Goal of the exercise: Rewrite the material below, changing every "blue sky" to "cloudless sky" and keeping everything else as it is.
=-=-=-=-=
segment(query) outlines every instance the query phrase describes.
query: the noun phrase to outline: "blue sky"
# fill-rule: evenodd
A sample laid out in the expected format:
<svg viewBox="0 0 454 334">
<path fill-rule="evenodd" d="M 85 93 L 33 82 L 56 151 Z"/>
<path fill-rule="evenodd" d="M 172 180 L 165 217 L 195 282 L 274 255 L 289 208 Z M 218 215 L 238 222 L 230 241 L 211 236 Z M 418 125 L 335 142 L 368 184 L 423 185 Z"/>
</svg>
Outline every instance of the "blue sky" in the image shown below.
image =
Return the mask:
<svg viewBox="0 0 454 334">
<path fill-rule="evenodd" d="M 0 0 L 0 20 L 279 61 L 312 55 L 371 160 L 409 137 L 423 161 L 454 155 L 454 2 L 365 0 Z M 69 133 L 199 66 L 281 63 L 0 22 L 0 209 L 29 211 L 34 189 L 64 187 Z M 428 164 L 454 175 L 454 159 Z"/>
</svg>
=-=-=-=-=
Answer to this exercise:
segment(query) outlines every instance the query phrase describes.
query: the noun phrase to outline: "cloudless sky"
# fill-rule: evenodd
A sample laid out in the expected format:
<svg viewBox="0 0 454 334">
<path fill-rule="evenodd" d="M 85 93 L 33 82 L 56 151 Z"/>
<path fill-rule="evenodd" d="M 172 180 L 165 217 L 195 282 L 274 255 L 289 208 Z M 218 215 L 238 222 L 230 241 L 211 236 Z M 418 125 L 335 142 L 368 184 L 423 185 Z"/>
</svg>
Outline every instance of the "cloudless sky" in the image shown below.
image =
Return the mask:
<svg viewBox="0 0 454 334">
<path fill-rule="evenodd" d="M 0 0 L 0 20 L 279 61 L 312 55 L 371 160 L 409 137 L 423 161 L 454 155 L 454 2 L 365 0 Z M 69 133 L 199 66 L 281 63 L 0 22 L 0 209 L 29 211 L 34 189 L 64 187 Z M 428 164 L 454 175 L 454 159 Z"/>
</svg>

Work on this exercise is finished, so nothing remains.